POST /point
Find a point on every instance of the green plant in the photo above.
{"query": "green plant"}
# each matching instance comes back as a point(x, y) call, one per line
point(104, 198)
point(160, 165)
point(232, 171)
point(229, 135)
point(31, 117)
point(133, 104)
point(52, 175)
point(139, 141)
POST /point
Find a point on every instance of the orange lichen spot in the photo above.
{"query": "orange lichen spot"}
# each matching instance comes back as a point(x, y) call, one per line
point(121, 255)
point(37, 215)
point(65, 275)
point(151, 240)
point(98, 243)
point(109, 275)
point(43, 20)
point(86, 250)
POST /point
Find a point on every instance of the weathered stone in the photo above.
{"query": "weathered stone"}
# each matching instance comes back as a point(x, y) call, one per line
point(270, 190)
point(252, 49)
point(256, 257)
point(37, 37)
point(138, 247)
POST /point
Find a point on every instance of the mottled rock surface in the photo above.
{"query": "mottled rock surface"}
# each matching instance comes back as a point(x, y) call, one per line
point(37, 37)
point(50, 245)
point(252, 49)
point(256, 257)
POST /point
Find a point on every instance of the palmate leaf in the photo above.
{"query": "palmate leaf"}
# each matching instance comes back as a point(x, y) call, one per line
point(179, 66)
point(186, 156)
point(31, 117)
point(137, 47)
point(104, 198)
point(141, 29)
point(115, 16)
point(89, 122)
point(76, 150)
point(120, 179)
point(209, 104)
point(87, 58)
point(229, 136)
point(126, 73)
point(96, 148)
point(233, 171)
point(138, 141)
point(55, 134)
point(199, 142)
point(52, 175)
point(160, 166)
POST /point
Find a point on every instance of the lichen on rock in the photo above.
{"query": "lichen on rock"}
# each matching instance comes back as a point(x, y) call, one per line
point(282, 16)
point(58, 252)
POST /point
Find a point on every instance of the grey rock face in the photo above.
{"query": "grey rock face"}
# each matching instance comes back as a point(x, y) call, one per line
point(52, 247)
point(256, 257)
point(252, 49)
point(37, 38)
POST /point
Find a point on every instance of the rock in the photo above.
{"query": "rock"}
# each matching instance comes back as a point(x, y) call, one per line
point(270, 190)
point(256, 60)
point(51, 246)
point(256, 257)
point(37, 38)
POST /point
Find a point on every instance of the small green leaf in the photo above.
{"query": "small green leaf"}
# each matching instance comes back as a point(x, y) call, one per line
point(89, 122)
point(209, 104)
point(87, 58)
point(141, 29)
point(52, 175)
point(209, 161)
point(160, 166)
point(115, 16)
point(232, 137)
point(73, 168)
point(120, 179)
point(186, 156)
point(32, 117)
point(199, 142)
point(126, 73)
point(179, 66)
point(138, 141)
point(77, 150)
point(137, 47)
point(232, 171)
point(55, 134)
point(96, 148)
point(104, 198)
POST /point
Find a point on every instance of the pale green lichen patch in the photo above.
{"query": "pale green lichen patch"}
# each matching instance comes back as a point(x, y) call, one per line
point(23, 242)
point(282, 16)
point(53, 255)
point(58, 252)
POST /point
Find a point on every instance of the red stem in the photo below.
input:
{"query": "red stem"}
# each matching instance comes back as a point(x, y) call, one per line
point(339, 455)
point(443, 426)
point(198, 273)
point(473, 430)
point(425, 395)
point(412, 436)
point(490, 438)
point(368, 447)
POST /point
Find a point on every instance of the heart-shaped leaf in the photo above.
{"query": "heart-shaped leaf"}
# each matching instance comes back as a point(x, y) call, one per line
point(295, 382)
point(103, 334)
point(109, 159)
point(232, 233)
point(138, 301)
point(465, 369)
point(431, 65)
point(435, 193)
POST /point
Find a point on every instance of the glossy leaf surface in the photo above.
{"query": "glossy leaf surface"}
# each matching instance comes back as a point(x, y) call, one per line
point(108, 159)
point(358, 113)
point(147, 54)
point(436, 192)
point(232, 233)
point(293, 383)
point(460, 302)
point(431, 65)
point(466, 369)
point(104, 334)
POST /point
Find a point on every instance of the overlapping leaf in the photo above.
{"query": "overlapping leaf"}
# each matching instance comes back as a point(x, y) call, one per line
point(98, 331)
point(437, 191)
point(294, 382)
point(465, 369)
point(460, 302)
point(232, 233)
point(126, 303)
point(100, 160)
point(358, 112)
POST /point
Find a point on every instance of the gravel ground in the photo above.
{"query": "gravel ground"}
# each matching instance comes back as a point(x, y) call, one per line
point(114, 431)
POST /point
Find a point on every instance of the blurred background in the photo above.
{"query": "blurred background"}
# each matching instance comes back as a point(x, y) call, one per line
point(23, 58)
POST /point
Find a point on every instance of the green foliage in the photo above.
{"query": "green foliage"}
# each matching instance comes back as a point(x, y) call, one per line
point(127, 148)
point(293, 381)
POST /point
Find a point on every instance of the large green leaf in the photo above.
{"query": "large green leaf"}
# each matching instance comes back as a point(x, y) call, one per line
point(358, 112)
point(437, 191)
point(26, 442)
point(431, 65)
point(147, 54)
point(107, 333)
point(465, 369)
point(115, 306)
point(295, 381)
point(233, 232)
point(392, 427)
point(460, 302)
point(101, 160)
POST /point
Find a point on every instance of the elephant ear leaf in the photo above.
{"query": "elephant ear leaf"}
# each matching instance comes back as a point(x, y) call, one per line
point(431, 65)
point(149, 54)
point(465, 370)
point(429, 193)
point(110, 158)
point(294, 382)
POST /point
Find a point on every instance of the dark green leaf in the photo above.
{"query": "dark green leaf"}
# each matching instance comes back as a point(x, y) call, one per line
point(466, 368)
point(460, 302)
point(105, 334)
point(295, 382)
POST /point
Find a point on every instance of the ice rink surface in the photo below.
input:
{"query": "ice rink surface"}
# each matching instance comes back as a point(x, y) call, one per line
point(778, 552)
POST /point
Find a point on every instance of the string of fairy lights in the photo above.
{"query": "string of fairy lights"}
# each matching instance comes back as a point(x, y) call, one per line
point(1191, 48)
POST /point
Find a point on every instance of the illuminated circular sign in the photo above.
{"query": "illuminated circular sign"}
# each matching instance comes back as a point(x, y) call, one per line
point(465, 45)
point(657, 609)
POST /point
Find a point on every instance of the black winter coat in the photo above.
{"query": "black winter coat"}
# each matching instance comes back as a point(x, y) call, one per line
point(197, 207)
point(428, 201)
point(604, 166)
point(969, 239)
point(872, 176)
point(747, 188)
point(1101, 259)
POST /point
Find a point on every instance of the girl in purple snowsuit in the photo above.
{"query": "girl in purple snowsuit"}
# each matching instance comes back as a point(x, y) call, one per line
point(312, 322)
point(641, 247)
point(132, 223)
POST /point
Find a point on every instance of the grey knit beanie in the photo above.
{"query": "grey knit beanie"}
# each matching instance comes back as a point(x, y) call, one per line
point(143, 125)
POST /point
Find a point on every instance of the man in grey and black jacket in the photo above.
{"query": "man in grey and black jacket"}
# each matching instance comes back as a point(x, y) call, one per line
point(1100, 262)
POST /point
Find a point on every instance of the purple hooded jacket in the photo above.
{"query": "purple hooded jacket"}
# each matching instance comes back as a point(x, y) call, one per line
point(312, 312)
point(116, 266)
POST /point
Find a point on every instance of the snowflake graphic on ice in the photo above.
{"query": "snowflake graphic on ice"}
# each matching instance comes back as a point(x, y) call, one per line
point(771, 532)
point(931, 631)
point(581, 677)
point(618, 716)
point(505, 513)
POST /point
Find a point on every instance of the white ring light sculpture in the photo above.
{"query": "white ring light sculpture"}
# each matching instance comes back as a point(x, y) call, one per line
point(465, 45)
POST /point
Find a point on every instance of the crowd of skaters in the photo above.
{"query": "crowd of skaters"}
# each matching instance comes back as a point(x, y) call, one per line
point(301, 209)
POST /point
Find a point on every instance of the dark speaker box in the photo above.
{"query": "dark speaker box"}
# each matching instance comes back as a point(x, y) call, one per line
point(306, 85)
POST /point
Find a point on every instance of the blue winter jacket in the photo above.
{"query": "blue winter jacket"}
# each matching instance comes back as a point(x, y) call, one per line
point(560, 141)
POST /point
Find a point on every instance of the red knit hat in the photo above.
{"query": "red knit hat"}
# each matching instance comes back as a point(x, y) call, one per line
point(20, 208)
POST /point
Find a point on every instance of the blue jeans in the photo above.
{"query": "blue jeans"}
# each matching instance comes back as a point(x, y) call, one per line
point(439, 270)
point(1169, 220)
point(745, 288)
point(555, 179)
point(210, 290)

- **Problem requirements**
Which lines in the data above contain "pale"? Show each one.

- **Exercise response**
Find a point on every instance of the pale green lichen patch in the photo above.
{"query": "pale green lichen patch"}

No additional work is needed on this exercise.